Exercise details –
Rewrite every line of the records below as a numbered list, skipping any blank lines and leaving the pictures out.

━━━━━━━━━━

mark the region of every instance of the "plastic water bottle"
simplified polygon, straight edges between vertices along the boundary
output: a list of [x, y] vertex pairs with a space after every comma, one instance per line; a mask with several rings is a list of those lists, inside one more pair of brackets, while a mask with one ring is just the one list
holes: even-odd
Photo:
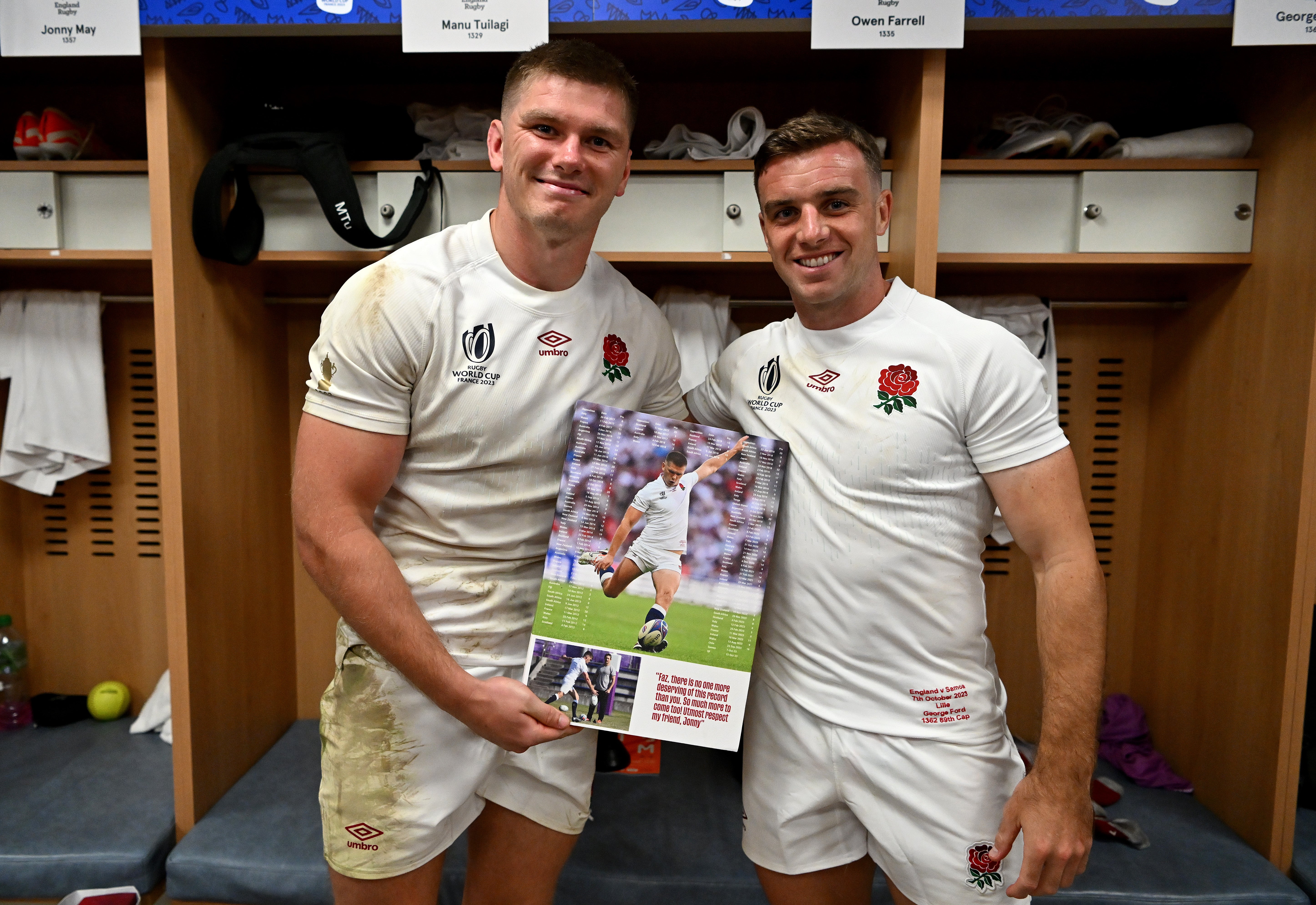
[[13, 617], [0, 616], [0, 729], [32, 723], [28, 702], [28, 646], [13, 631]]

━━━━━━━━━━

Finished task –
1. mark the region of every instance of the "plastic water bottle"
2. simplified polygon, straight edges between vertices along the boundary
3. output: a list of [x, y] vertex pairs with a space after every comma, one instance per line; a mask with several rings is a list of those lists, inside one more pair of brackets, while a mask with one ring is just the one list
4. holes: even-odd
5. Photo:
6. [[13, 617], [0, 616], [0, 729], [32, 723], [28, 702], [28, 646], [13, 631]]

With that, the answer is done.